Passage:
Polls opened in Taiwan on Saturday as part of local elections that President Tsai Ing-wen has described as a message to the world about the island’s determination to defend its democracy amid China’s mounting warmongering.
Local elections for mayors, district heads and local councils are ostensibly about domestic issues such as the Covid-19 pandemic and crime, and those elected have no direct say in China policy.
But Tsai has reframed the election as more than just a local poll, saying the world is watching as Taiwan defends its democracy amid military tensions with China, which claims the island as its territory.
China held war games near Taiwan in August to vent its anger over a visit to Taipei by then-US House Speaker Nancy Pelosi, and its military activities continued, albeit on a reduced scale.
Taiwan’s main opposition party, the Kuomintang, or KMT, won the 2018 local elections and has accused Tsai and the DPP of being overly confrontational with China. The KMT has traditionally advocated closer ties with China, but staunchly denies being pro-Beijing.
The election comes a month after the end of the 20th Chinese Communist Party Congress, at which President Xi Jinping secured an unprecedented third term – a point Tsai has repeatedly stressed during the campaign.
While the outcome of the election will be an important gauge of popular support for both parties, it cannot necessarily be read as a portent for the next presidential and parliamentary elections in 2024.
Tsai and the DPP strongly defeated the KMT in 2020 despite their setback in the 2018 local elections. Her second term expires in 2024 and she cannot run for president again due to term limits.
Both parties have focused their efforts on prosperous and populous northern Taiwan, particularly the capital Taipei, whose current mayor from the small People’s Party of Taiwan is unable to run for office after two terms.
Elections in Taiwan are noisy and colorful affairs, with candidates driving around their constituencies on trucks and SUVs seeking support while music blares and election flags flutter.
There is also a vote to lower the voting age from 20 to 18, which both parties support.
The election result should be available early Saturday evening.

Given information:
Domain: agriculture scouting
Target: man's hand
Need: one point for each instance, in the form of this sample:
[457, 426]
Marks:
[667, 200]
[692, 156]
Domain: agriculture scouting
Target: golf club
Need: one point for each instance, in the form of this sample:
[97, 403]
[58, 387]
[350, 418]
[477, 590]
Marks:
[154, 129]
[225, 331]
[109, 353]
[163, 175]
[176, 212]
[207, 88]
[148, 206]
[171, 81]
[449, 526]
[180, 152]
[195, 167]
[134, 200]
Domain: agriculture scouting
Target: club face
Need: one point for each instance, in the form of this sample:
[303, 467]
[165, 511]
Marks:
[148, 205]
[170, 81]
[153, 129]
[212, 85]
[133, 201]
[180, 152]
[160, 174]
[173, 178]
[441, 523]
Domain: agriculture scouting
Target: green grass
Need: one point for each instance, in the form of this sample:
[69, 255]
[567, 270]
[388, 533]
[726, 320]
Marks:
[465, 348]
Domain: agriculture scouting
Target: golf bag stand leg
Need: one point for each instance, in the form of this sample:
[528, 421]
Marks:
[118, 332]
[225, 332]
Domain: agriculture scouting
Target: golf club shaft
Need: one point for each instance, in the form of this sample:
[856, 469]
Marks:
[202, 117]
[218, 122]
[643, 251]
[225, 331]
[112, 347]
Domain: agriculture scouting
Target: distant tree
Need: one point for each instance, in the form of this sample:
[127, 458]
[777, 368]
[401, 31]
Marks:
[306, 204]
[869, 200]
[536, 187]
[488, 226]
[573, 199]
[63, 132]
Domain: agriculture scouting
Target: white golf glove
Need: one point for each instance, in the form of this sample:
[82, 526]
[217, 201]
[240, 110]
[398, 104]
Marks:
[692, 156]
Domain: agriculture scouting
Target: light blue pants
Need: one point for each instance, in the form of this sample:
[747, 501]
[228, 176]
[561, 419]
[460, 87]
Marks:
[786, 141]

Assigned task: In the article on Taiwan's local elections, which party won the 2018 local elections?

Result below: The Kuomintang (KMT), Taiwan's main opposition party.